=== YOUR INSTRUCTIONS ===
Print, with no pictures, the exact lines that run from the one containing "# tag every instance of the power" through the last line of the material below, both ends included.
━━━
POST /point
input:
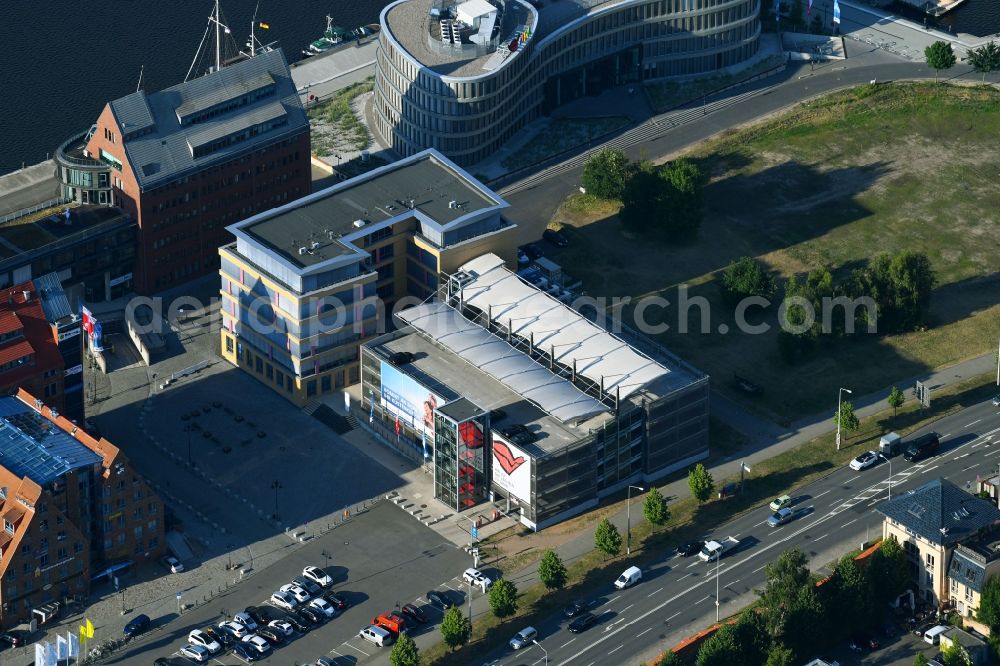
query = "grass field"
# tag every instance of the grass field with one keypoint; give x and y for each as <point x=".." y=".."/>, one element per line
<point x="830" y="183"/>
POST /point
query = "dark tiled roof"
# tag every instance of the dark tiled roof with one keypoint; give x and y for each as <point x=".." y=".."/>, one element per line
<point x="941" y="512"/>
<point x="159" y="146"/>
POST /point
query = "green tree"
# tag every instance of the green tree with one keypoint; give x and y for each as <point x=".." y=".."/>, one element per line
<point x="912" y="281"/>
<point x="746" y="277"/>
<point x="700" y="482"/>
<point x="654" y="507"/>
<point x="551" y="571"/>
<point x="985" y="59"/>
<point x="503" y="599"/>
<point x="795" y="14"/>
<point x="889" y="571"/>
<point x="895" y="400"/>
<point x="989" y="603"/>
<point x="404" y="652"/>
<point x="939" y="55"/>
<point x="455" y="629"/>
<point x="606" y="173"/>
<point x="607" y="538"/>
<point x="779" y="655"/>
<point x="954" y="655"/>
<point x="846" y="417"/>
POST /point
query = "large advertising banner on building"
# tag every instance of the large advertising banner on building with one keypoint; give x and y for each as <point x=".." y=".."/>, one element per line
<point x="511" y="469"/>
<point x="409" y="401"/>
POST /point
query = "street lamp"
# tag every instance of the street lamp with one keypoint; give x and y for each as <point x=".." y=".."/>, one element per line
<point x="276" y="486"/>
<point x="718" y="561"/>
<point x="628" y="518"/>
<point x="882" y="456"/>
<point x="840" y="393"/>
<point x="543" y="650"/>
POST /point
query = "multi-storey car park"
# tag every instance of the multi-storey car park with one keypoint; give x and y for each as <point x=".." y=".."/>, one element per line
<point x="463" y="77"/>
<point x="514" y="396"/>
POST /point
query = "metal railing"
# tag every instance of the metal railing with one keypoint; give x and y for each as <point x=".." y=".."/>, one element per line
<point x="10" y="217"/>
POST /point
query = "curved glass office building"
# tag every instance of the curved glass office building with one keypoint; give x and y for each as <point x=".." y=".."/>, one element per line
<point x="464" y="76"/>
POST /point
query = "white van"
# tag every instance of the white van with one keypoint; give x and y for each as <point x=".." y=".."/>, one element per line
<point x="376" y="635"/>
<point x="933" y="635"/>
<point x="629" y="577"/>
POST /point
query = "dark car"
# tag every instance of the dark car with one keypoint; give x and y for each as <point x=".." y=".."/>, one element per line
<point x="557" y="238"/>
<point x="223" y="638"/>
<point x="271" y="636"/>
<point x="338" y="601"/>
<point x="438" y="600"/>
<point x="402" y="358"/>
<point x="533" y="251"/>
<point x="246" y="652"/>
<point x="582" y="623"/>
<point x="309" y="615"/>
<point x="296" y="622"/>
<point x="414" y="613"/>
<point x="136" y="626"/>
<point x="259" y="614"/>
<point x="690" y="548"/>
<point x="576" y="608"/>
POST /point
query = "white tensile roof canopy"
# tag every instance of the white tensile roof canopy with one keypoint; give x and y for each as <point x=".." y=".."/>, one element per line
<point x="556" y="328"/>
<point x="516" y="370"/>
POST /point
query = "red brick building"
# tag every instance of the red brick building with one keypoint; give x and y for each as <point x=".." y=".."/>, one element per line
<point x="70" y="504"/>
<point x="190" y="160"/>
<point x="29" y="354"/>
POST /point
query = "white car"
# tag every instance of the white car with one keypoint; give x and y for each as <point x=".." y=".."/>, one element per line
<point x="282" y="627"/>
<point x="477" y="578"/>
<point x="257" y="643"/>
<point x="284" y="600"/>
<point x="318" y="576"/>
<point x="199" y="637"/>
<point x="195" y="653"/>
<point x="300" y="595"/>
<point x="173" y="564"/>
<point x="323" y="606"/>
<point x="234" y="628"/>
<point x="864" y="461"/>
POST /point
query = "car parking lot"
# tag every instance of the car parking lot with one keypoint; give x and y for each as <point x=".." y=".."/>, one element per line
<point x="379" y="561"/>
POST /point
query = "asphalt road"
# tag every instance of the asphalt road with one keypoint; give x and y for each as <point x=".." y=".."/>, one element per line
<point x="676" y="597"/>
<point x="380" y="558"/>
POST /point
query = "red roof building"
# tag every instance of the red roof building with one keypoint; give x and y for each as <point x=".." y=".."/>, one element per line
<point x="29" y="353"/>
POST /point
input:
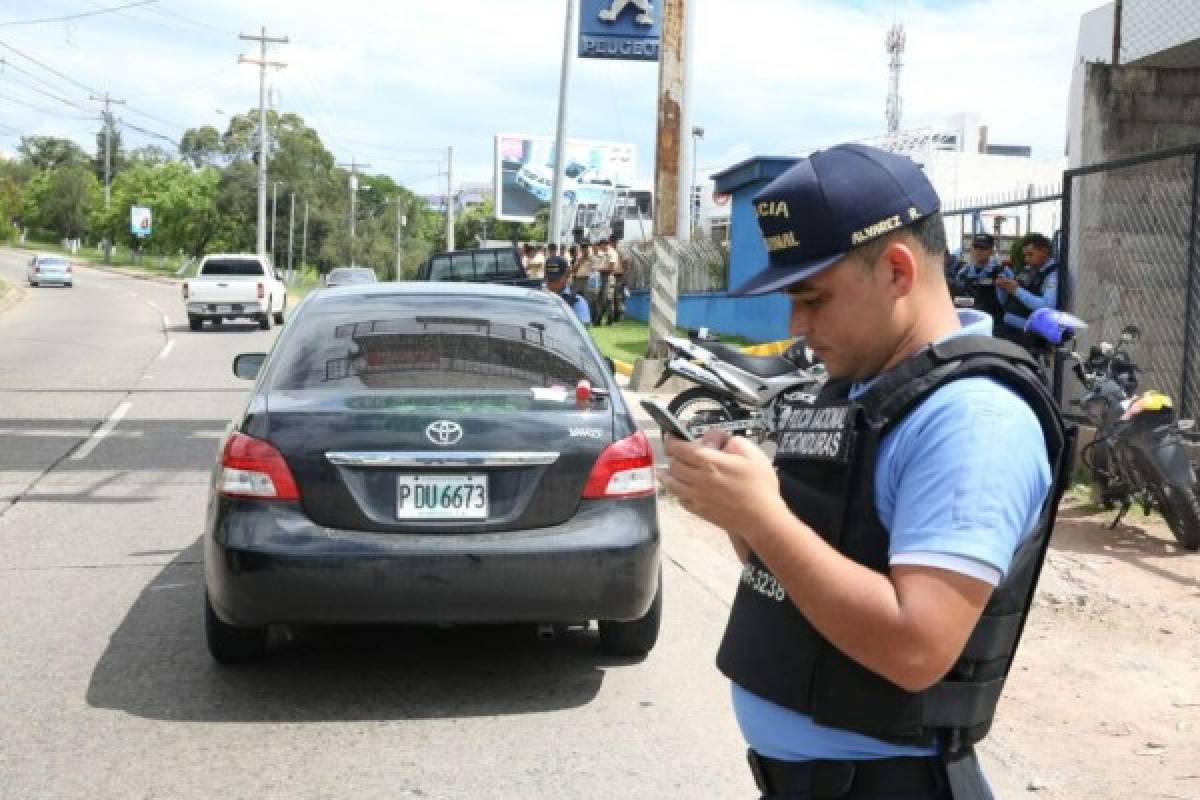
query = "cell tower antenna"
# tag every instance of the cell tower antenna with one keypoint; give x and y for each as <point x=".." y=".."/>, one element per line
<point x="895" y="42"/>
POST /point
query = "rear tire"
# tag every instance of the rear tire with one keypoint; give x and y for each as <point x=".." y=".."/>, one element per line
<point x="1181" y="509"/>
<point x="699" y="405"/>
<point x="635" y="637"/>
<point x="231" y="644"/>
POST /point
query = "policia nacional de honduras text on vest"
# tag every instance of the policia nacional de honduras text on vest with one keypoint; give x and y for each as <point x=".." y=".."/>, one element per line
<point x="826" y="462"/>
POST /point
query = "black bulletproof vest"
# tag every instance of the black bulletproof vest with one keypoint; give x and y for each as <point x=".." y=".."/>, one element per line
<point x="826" y="463"/>
<point x="1032" y="281"/>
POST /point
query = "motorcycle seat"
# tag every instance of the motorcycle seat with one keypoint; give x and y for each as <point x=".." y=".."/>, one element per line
<point x="762" y="366"/>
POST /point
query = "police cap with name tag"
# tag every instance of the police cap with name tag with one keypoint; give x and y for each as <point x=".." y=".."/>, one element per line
<point x="831" y="203"/>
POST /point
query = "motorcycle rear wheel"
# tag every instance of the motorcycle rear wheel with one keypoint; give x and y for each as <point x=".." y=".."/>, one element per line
<point x="1181" y="507"/>
<point x="700" y="407"/>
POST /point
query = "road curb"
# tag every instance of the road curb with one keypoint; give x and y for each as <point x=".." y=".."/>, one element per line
<point x="130" y="274"/>
<point x="12" y="298"/>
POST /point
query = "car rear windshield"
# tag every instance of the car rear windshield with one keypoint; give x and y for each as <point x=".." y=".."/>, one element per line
<point x="352" y="275"/>
<point x="475" y="265"/>
<point x="445" y="344"/>
<point x="232" y="268"/>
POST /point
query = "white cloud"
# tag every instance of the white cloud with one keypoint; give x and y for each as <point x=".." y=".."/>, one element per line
<point x="394" y="84"/>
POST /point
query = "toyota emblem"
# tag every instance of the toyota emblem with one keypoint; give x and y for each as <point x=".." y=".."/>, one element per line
<point x="444" y="433"/>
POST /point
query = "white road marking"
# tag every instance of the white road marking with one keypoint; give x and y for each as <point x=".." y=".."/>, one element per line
<point x="102" y="431"/>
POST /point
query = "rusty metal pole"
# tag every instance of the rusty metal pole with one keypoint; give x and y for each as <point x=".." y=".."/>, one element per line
<point x="667" y="169"/>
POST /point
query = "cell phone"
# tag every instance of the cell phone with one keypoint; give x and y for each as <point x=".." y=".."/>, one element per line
<point x="667" y="421"/>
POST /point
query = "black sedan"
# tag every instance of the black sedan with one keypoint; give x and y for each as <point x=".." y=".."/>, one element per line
<point x="432" y="452"/>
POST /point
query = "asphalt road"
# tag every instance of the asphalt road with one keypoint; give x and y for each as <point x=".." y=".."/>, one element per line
<point x="111" y="415"/>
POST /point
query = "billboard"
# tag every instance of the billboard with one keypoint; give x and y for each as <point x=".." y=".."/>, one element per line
<point x="139" y="221"/>
<point x="619" y="29"/>
<point x="525" y="174"/>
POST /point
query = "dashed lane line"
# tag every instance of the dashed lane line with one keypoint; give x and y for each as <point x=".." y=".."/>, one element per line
<point x="102" y="432"/>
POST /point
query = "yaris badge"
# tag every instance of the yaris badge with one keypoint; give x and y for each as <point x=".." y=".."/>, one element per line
<point x="444" y="433"/>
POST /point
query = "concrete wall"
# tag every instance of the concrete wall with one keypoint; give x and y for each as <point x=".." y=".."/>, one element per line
<point x="1132" y="227"/>
<point x="1131" y="110"/>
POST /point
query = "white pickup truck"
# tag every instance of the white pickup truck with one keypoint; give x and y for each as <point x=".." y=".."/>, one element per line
<point x="231" y="286"/>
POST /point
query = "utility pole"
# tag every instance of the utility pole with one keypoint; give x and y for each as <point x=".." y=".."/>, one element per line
<point x="263" y="38"/>
<point x="275" y="190"/>
<point x="670" y="170"/>
<point x="401" y="221"/>
<point x="564" y="80"/>
<point x="304" y="238"/>
<point x="108" y="157"/>
<point x="354" y="199"/>
<point x="449" y="199"/>
<point x="292" y="233"/>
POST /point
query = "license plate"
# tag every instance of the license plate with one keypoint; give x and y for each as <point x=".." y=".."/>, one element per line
<point x="442" y="497"/>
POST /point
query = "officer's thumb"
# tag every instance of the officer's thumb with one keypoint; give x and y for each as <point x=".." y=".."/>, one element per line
<point x="742" y="446"/>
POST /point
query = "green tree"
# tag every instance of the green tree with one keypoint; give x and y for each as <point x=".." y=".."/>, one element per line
<point x="150" y="155"/>
<point x="201" y="146"/>
<point x="60" y="200"/>
<point x="184" y="203"/>
<point x="117" y="160"/>
<point x="48" y="152"/>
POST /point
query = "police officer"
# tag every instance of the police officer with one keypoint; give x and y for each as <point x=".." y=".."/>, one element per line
<point x="978" y="278"/>
<point x="557" y="278"/>
<point x="1036" y="287"/>
<point x="886" y="579"/>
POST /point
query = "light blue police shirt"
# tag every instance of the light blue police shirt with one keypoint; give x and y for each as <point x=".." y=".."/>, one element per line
<point x="959" y="483"/>
<point x="1048" y="299"/>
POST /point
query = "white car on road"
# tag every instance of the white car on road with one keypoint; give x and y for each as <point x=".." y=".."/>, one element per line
<point x="232" y="286"/>
<point x="47" y="268"/>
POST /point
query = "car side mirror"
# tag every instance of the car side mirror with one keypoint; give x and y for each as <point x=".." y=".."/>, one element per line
<point x="247" y="365"/>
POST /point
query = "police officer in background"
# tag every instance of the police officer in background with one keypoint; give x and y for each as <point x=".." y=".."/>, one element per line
<point x="557" y="282"/>
<point x="1036" y="287"/>
<point x="886" y="578"/>
<point x="978" y="278"/>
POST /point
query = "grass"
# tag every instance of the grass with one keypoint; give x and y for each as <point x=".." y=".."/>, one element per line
<point x="627" y="340"/>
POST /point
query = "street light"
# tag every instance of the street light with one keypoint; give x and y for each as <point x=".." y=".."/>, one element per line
<point x="697" y="133"/>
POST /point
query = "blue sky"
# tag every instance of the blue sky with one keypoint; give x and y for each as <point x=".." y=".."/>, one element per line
<point x="393" y="84"/>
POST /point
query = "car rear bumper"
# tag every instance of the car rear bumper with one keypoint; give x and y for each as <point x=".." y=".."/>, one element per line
<point x="227" y="310"/>
<point x="268" y="563"/>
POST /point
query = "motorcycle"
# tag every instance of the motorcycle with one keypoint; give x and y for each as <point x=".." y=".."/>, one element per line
<point x="1138" y="453"/>
<point x="735" y="391"/>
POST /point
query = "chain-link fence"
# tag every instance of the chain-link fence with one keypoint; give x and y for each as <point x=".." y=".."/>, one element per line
<point x="1157" y="32"/>
<point x="1133" y="258"/>
<point x="703" y="265"/>
<point x="1008" y="216"/>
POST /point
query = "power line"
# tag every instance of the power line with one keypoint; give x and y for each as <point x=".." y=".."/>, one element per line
<point x="47" y="94"/>
<point x="39" y="108"/>
<point x="79" y="16"/>
<point x="51" y="70"/>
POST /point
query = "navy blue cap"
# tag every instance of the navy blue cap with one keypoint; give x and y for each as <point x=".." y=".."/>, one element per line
<point x="831" y="203"/>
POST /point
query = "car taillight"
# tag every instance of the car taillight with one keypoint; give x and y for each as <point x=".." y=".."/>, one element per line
<point x="625" y="469"/>
<point x="251" y="468"/>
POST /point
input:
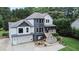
━━━
=== REPLY TO THE TASK ===
# tag every instance of the power line with one keypoint; give x and y for each as <point x=".." y=".."/>, one element per line
<point x="47" y="94"/>
<point x="39" y="108"/>
<point x="79" y="16"/>
<point x="51" y="70"/>
POST /point
query = "navy blue cap"
# tag every instance of the navy blue cap with one keypoint; give x and y for each as <point x=".." y=".."/>, one element per line
<point x="831" y="203"/>
POST /point
query = "car taillight"
# tag every instance of the car taillight with one keypoint; give x and y for each as <point x=".." y=".."/>, one element per line
<point x="625" y="469"/>
<point x="251" y="468"/>
POST /point
input:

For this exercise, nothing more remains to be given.